*ABOUT THIS TASK*. Repeat the entire listing exactly. Omit all pictures.
[Opening PROVIDED RECORDS section]
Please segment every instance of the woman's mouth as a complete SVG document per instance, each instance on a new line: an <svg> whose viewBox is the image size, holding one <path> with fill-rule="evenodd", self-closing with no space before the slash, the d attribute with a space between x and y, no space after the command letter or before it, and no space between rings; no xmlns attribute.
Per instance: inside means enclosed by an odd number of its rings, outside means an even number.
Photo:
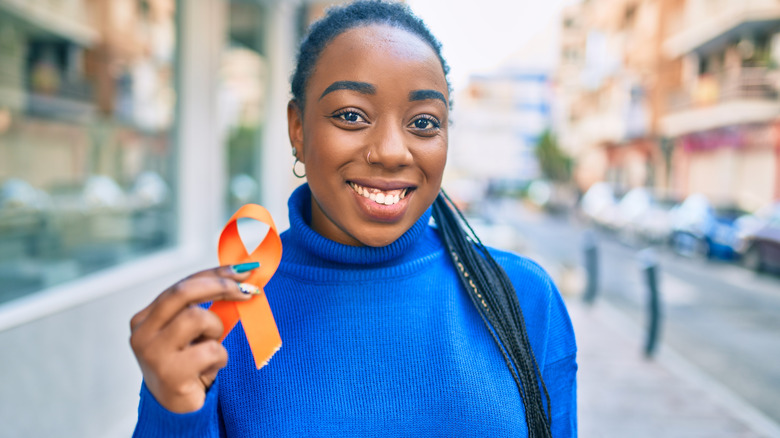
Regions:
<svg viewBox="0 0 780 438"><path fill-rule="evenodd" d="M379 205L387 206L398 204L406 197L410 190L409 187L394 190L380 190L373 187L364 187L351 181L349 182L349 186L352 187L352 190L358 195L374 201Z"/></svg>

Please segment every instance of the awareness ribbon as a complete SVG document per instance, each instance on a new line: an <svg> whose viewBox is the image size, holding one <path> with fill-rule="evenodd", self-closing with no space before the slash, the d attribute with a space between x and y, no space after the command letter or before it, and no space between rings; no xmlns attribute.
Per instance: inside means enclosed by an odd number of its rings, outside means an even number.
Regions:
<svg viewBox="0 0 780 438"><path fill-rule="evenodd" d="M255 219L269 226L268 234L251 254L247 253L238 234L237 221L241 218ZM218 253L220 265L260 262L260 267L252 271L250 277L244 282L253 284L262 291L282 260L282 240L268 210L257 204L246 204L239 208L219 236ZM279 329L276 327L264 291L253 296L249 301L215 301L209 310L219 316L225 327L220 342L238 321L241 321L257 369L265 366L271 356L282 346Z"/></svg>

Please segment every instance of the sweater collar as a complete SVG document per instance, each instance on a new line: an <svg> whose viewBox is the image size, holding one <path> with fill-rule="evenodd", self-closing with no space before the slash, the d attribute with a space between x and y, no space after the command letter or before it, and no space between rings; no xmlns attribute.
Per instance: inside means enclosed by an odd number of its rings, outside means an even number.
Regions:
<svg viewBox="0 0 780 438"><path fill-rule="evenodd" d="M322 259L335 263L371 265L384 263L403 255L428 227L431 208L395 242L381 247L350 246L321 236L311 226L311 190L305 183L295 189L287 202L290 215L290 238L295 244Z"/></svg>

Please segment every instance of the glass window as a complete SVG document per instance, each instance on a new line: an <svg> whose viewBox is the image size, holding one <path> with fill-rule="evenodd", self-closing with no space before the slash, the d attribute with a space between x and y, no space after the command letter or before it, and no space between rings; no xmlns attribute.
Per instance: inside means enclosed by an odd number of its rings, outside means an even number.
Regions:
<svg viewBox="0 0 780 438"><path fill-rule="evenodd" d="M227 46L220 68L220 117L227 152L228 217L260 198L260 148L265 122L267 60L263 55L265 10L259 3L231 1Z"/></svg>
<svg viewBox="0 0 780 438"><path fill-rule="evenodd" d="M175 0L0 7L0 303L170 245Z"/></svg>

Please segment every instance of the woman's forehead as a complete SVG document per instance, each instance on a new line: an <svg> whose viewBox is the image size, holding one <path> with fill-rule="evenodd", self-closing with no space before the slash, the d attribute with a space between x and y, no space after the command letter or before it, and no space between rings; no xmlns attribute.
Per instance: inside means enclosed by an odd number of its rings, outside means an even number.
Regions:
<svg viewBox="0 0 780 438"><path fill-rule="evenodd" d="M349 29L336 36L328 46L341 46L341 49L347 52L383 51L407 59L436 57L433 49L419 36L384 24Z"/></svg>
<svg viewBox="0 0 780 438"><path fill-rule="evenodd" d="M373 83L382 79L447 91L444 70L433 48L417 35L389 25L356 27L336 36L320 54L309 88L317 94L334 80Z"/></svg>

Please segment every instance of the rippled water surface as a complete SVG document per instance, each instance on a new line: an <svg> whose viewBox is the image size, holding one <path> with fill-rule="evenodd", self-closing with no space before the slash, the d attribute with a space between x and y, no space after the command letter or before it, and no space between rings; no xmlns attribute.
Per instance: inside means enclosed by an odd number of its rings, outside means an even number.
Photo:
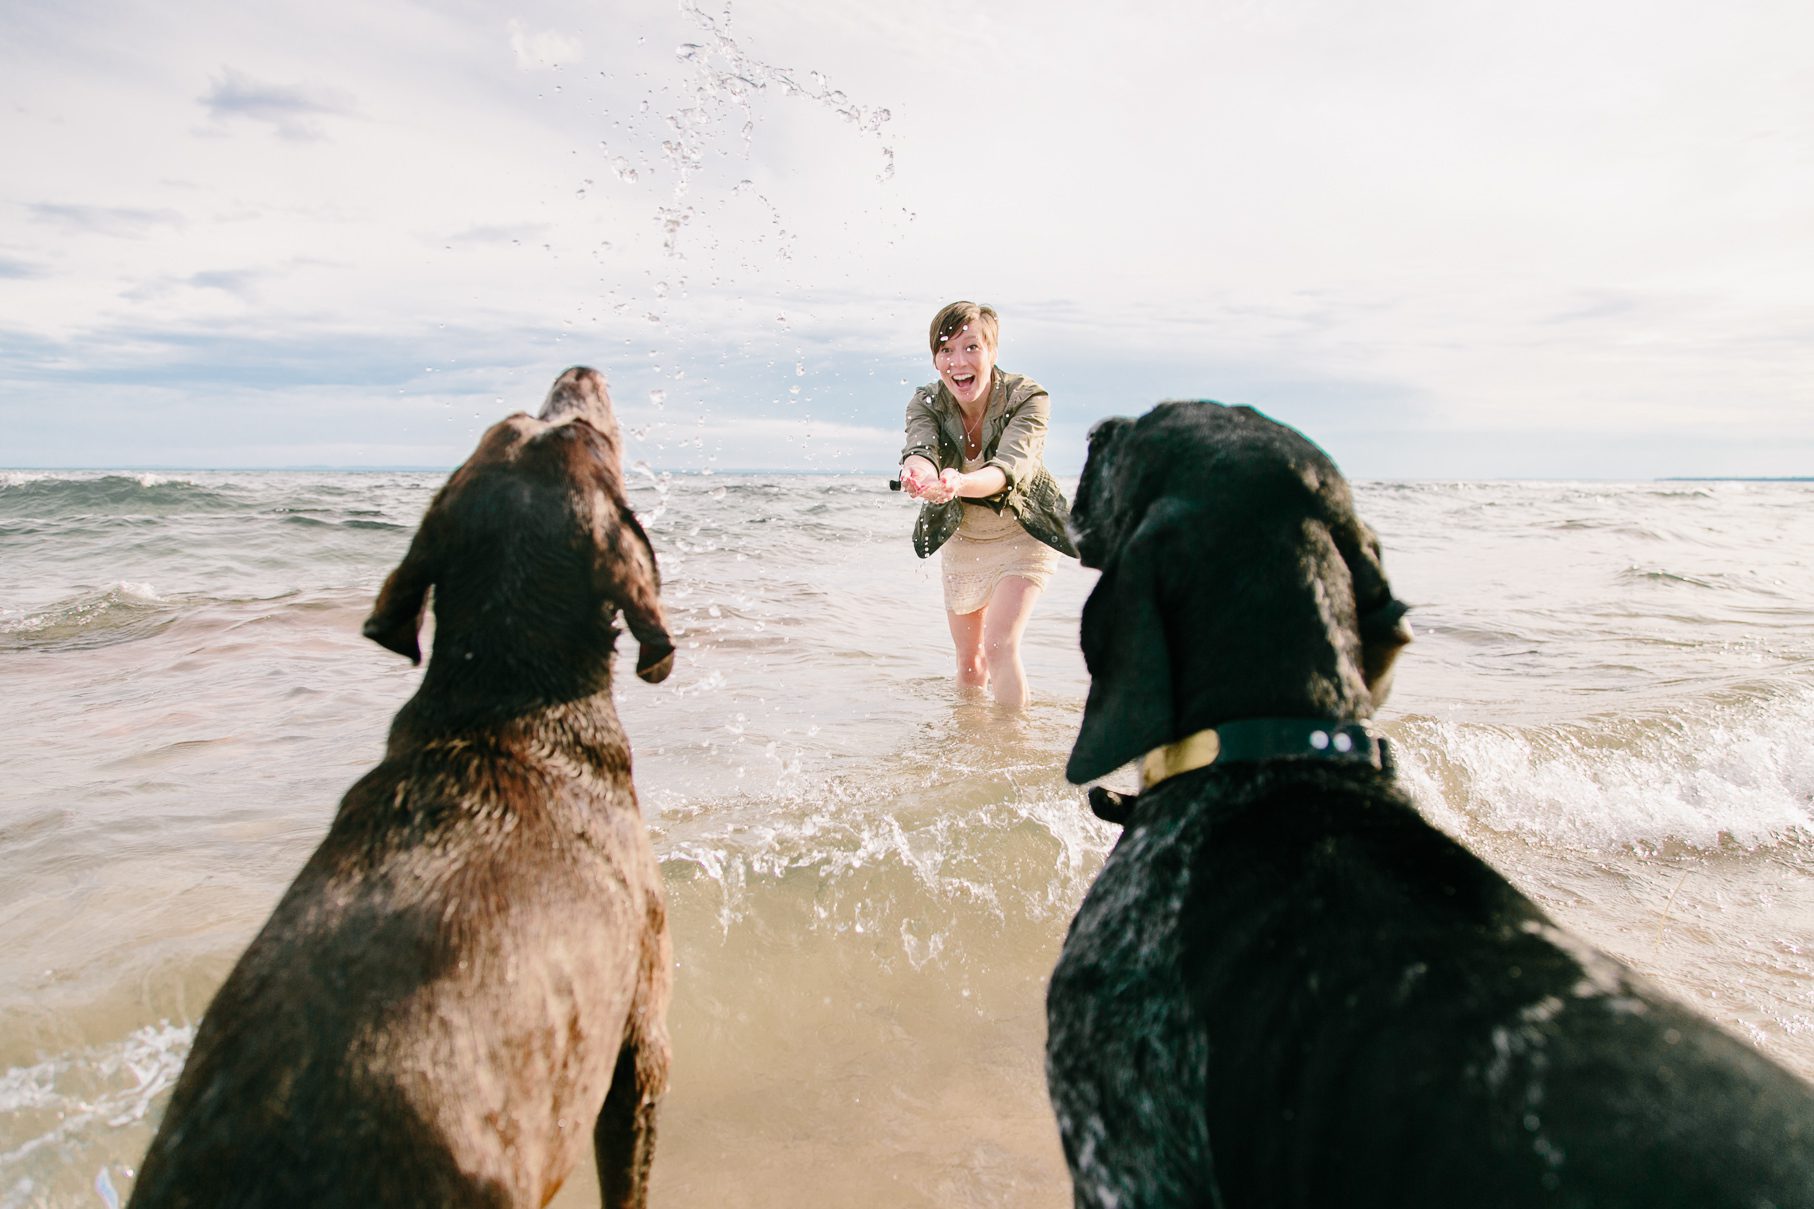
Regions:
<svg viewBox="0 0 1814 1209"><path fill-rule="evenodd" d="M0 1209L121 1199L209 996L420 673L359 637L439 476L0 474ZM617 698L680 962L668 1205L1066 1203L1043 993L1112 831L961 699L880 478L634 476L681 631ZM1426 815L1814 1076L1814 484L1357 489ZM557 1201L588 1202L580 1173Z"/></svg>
[Closing PROVIDED RECORDS section]
*TASK ANSWER*.
Please segment every instance of the woman's mouth as a complete SVG document per instance, each instance on a new line: an <svg> whose viewBox is the image size, holding one <path> with fill-rule="evenodd", self-closing with no space before the slash, the d attribute with a space between x and y, no space after the command letter or before it, and no space between rings; no xmlns attribute.
Per instance: inside means enclosed by an odd number of its rings, outside means an even number.
Photo:
Regions:
<svg viewBox="0 0 780 438"><path fill-rule="evenodd" d="M379 205L387 206L398 204L406 197L410 190L409 187L394 190L380 190L373 187L364 187L351 181L349 182L349 186L352 187L352 190L358 195L374 201Z"/></svg>

Please segment every instance of the awareness ribbon as a complete SVG document per instance, each instance on a new line: an <svg> whose viewBox is the image size, holding one <path> with fill-rule="evenodd", self-closing with no space before the slash, the d attribute with a space between x and y, no space after the command letter or before it, and no space between rings; no xmlns attribute.
Per instance: inside means enclosed by an odd number of its rings, outside means an even number.
Regions:
<svg viewBox="0 0 780 438"><path fill-rule="evenodd" d="M255 219L269 226L268 234L251 254L247 253L238 234L237 221L241 218ZM218 253L220 265L260 262L260 267L252 271L250 277L244 282L253 284L262 291L282 260L282 240L268 210L257 204L246 204L239 208L219 236ZM279 329L276 327L264 291L253 296L249 301L215 301L209 310L219 316L225 327L220 342L238 321L241 321L257 369L265 366L271 356L282 346Z"/></svg>

Please segment every instance of the sweater collar as a complete SVG document per instance, each instance on a new line: an <svg> whose viewBox is the image size, holding one <path> with fill-rule="evenodd", self-closing with no space before the slash, the d attribute with a space between x and y, no space after the command letter or before it, and no space between rings; no xmlns attribute.
Per instance: inside means enclosed by an odd number of its rings, outside means an even number.
Regions:
<svg viewBox="0 0 780 438"><path fill-rule="evenodd" d="M322 259L335 263L371 265L384 263L403 255L428 227L431 208L395 242L381 247L350 246L321 236L311 226L311 190L305 183L295 189L287 202L290 215L290 238L295 244Z"/></svg>

Please segment every instance of the glass window as a complete SVG document per instance, each instance on a new line: an <svg> whose viewBox is the image size, holding one <path> with fill-rule="evenodd", self-closing with no space before the slash, the d attribute with a space between x and y, no space after the command letter or before it, and no space between rings; no xmlns attribute.
Per instance: inside means enclosed by an odd number of its rings, outside means an even number.
Regions:
<svg viewBox="0 0 780 438"><path fill-rule="evenodd" d="M227 46L220 68L220 117L227 152L228 217L260 198L260 148L265 122L267 60L263 55L265 10L259 3L231 1Z"/></svg>
<svg viewBox="0 0 780 438"><path fill-rule="evenodd" d="M175 0L0 7L0 303L170 245Z"/></svg>

Please segment every instance of the woman's forehead as a complete SVG document per instance, each instance on a new line: an <svg> whose viewBox is the image size, holding one <path> with fill-rule="evenodd", self-closing with no space before the slash, the d attribute with a space between x and y, no space after the command letter or before it, and no space between rings; no xmlns attribute.
Per instance: inside means enclosed by an odd number of its rings, outside means an even number.
Regions:
<svg viewBox="0 0 780 438"><path fill-rule="evenodd" d="M349 29L336 36L328 46L341 46L341 49L347 52L383 51L407 59L436 57L433 49L419 36L384 24Z"/></svg>
<svg viewBox="0 0 780 438"><path fill-rule="evenodd" d="M373 83L382 79L447 91L444 70L433 48L417 35L389 25L356 27L336 36L320 54L309 88L317 94L334 80Z"/></svg>

Please segment every instance of the rippled water surface as a complete SVG document per instance, each instance on a new line: an <svg> whose viewBox is the image size, holding one <path> with fill-rule="evenodd", self-closing with no space before the slash, the d attribute with a space between x and y, no space after the command letter or before it, and no space between rings; no xmlns attribute.
Per instance: inside means enclosed by an odd number of its rings, outside means an even number.
Photo:
Regions:
<svg viewBox="0 0 1814 1209"><path fill-rule="evenodd" d="M0 1209L121 1199L209 996L420 673L359 637L439 476L0 474ZM617 698L680 962L668 1205L1066 1203L1043 993L1112 831L961 699L880 478L634 476L681 631ZM1426 815L1814 1076L1814 484L1357 489ZM557 1201L588 1202L580 1173Z"/></svg>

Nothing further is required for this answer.